- _YOUR TASK_
The span to repeat in the listing below runs from the line containing "Query: white tablecloth" to the line containing "47, row 50.", inclusive. Repeat it exactly, and only it.

Start of Block

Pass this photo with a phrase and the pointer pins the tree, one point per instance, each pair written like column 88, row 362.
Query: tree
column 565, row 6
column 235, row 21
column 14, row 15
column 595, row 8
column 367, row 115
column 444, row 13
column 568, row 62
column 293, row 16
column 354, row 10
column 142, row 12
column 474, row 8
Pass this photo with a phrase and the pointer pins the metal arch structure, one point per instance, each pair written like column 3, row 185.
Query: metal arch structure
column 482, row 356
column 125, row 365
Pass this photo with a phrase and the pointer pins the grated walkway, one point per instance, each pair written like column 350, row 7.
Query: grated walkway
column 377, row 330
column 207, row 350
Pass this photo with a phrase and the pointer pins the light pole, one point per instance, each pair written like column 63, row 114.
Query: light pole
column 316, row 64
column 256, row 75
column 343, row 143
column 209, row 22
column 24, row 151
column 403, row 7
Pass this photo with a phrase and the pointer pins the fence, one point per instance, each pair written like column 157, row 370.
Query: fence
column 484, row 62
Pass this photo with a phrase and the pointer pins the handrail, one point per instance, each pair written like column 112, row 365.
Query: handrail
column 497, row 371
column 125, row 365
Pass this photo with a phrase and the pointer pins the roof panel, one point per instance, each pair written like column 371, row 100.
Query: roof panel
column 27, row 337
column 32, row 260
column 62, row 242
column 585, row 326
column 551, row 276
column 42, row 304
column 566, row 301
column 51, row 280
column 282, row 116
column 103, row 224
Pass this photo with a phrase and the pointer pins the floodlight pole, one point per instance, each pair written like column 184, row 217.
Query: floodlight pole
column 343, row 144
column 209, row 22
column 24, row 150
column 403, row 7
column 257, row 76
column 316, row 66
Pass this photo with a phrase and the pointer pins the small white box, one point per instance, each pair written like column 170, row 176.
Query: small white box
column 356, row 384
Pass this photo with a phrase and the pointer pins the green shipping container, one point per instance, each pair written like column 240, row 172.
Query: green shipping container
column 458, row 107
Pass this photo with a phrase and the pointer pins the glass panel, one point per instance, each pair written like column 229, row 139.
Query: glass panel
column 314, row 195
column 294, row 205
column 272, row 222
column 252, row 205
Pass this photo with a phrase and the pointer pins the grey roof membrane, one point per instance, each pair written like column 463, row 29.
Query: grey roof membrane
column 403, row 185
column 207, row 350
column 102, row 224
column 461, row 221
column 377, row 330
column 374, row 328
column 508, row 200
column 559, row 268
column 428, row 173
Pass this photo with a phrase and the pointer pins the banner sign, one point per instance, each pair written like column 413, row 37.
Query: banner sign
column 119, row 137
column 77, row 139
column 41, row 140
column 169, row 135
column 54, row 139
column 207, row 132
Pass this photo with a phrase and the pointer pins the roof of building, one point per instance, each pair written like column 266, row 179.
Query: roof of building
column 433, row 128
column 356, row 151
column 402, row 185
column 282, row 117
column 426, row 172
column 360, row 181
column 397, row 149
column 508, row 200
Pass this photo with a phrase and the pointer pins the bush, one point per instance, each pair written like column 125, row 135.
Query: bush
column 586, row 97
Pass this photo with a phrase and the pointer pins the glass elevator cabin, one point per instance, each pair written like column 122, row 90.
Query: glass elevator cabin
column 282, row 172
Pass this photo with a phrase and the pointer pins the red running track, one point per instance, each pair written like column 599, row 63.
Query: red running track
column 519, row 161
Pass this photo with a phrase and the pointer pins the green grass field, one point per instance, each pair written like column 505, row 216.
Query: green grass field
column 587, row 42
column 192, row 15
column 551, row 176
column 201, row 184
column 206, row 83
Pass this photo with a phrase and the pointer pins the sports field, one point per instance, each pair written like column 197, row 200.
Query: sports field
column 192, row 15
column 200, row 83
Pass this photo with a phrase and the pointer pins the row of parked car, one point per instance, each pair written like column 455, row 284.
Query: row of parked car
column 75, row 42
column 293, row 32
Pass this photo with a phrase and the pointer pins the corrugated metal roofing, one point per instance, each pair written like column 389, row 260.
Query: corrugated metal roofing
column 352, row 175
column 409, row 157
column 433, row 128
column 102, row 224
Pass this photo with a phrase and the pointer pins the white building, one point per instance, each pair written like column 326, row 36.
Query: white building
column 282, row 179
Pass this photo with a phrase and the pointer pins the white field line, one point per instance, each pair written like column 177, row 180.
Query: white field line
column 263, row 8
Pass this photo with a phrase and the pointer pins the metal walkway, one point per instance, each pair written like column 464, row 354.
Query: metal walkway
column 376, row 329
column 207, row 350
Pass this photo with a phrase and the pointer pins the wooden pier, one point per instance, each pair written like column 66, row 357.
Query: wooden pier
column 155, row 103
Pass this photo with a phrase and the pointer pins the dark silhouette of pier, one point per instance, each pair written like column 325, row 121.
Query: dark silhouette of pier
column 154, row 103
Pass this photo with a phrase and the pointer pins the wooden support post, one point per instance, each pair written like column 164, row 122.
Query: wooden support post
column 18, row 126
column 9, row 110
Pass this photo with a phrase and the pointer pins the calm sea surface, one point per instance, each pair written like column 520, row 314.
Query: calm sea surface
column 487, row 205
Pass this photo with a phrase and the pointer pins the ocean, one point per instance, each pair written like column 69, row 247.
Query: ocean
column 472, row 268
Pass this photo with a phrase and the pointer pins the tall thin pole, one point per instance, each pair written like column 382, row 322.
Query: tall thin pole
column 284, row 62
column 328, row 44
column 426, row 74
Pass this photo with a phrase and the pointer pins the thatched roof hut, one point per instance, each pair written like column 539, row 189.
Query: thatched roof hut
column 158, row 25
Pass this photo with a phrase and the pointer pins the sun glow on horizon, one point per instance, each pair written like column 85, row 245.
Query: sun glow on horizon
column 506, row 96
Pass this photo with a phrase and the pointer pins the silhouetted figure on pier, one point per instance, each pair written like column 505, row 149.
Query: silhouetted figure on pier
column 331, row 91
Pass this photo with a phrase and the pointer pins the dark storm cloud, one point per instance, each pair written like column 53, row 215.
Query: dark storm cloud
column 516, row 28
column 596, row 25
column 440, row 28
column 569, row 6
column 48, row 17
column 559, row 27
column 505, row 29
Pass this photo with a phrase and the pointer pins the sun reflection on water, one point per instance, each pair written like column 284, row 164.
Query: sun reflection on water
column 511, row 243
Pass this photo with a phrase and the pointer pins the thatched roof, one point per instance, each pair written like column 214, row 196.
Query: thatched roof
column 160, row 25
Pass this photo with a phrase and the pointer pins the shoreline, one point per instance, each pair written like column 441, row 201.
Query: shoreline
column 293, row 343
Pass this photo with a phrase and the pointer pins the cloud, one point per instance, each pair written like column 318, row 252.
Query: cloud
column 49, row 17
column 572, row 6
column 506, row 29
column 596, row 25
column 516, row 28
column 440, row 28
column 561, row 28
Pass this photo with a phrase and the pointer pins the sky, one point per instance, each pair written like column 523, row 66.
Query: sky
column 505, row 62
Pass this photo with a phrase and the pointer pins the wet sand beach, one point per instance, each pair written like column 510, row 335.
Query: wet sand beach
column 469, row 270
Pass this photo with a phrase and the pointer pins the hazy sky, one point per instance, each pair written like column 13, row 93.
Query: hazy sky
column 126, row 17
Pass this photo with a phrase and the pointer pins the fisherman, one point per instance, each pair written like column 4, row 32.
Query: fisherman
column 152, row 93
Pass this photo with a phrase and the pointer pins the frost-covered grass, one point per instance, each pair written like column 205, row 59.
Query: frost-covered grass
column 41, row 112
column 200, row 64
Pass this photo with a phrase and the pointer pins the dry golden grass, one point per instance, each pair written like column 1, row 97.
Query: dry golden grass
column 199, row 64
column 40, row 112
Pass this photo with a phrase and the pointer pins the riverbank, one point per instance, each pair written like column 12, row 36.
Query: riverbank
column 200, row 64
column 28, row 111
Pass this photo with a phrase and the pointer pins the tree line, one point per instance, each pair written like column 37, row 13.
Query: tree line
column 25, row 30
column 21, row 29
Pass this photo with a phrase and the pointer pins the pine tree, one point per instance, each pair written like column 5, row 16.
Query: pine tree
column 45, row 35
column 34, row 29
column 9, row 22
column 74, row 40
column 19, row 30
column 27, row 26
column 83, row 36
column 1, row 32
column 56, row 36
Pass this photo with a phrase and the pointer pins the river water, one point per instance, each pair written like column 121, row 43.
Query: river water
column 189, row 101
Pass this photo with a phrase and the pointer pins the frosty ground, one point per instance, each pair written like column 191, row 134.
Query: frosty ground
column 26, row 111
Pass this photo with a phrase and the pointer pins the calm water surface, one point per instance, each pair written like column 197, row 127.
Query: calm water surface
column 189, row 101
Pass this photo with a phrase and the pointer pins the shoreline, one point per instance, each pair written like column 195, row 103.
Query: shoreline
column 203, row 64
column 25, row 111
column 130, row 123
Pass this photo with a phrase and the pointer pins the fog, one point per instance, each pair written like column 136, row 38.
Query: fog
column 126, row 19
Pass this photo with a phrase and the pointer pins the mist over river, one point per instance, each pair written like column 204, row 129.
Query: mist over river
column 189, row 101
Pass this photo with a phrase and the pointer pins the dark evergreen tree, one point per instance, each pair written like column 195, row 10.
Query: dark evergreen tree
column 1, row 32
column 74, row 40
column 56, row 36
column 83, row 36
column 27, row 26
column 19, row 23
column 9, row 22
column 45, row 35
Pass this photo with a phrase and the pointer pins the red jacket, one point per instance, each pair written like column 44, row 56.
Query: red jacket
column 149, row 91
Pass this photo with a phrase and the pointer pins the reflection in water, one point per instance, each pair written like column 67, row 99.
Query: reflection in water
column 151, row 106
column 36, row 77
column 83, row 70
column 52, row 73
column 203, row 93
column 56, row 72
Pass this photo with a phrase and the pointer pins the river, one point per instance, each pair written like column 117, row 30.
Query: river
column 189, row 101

End of Block
Start of Block

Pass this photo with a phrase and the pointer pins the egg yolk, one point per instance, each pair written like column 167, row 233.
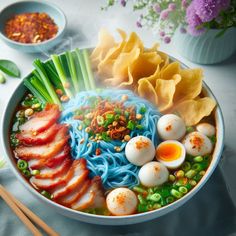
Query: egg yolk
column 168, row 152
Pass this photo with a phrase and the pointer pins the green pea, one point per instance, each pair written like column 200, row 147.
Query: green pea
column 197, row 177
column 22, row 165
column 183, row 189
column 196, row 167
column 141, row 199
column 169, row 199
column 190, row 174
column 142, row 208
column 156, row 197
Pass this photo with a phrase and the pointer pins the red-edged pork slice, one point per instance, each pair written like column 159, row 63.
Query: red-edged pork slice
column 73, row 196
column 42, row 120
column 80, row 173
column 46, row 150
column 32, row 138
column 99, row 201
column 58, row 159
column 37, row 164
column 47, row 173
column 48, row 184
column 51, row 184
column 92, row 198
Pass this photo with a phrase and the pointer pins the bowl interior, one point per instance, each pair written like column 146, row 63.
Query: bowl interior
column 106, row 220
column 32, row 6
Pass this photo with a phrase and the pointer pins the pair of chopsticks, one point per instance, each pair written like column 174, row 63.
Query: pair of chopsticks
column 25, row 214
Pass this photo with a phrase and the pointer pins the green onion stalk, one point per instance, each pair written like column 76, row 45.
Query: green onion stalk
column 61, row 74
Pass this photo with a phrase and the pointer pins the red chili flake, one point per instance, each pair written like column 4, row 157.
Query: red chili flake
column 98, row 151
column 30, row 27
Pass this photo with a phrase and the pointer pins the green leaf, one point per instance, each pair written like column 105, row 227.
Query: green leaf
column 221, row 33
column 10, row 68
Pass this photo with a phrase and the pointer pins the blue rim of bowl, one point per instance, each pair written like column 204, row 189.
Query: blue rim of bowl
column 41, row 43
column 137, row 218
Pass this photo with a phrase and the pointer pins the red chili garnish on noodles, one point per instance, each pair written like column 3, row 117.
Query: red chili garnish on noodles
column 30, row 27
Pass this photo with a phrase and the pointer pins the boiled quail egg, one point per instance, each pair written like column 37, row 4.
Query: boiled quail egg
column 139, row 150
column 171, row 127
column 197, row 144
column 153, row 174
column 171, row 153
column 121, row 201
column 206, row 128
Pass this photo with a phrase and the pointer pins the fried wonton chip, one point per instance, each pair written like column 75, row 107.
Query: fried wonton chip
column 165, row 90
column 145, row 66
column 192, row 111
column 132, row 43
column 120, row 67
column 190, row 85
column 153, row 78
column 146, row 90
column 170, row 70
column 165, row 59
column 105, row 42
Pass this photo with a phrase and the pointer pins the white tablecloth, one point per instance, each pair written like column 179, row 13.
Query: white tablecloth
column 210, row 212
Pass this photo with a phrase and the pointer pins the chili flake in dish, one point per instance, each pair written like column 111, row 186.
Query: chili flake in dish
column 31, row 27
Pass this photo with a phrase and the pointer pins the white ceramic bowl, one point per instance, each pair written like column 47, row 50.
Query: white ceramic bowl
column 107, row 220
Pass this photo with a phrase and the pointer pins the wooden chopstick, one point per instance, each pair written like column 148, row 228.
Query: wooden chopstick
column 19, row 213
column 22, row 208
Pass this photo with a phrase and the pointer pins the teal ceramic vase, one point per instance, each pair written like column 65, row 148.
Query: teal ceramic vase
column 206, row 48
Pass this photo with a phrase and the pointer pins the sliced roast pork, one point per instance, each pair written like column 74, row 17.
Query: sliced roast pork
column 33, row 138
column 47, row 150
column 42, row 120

End of Block
Start of Block

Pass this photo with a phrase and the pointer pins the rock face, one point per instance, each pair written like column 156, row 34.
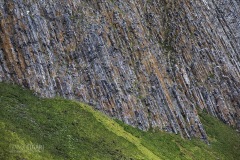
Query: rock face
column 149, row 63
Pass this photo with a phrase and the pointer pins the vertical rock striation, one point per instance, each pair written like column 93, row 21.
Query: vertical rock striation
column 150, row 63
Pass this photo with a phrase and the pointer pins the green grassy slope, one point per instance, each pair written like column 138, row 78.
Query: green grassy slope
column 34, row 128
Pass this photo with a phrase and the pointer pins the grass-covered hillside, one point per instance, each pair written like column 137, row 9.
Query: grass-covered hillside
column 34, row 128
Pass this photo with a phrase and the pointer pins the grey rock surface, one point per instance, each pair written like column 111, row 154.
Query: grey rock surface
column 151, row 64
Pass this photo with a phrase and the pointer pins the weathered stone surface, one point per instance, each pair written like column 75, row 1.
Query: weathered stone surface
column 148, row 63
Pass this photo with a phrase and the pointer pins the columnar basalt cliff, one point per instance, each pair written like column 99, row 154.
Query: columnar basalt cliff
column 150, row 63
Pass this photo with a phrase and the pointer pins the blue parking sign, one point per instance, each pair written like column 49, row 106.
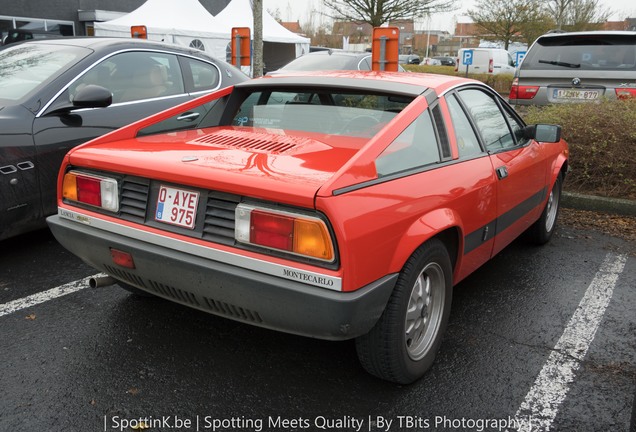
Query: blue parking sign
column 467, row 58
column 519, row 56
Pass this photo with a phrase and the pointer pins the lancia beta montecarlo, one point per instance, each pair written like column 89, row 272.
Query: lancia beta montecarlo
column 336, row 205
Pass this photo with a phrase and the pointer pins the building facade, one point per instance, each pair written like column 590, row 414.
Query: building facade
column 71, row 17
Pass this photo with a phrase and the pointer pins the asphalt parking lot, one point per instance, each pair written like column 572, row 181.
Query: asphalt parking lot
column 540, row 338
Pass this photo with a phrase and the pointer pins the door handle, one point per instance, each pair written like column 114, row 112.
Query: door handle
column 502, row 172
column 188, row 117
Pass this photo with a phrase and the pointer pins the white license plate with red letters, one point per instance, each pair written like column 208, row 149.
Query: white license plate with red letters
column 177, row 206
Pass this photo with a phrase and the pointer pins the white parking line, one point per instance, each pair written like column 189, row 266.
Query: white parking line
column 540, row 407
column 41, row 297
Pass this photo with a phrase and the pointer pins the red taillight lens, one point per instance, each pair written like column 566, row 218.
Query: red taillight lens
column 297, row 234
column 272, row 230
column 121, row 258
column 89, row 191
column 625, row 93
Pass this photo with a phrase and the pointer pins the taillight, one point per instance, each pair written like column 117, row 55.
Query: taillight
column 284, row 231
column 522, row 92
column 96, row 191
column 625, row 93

End of Block

- _TASK RESULT_
Query: white tablecloth
column 210, row 212
Pass this photo with a phrase and the pointer pins the chili flake in dish, one point per instance, each pair written like column 111, row 186.
Query: chili flake in dish
column 31, row 27
Pass this photo with a phrase and the pointer pins the white ceramic bowl, one point per instance, each pair written like column 47, row 50.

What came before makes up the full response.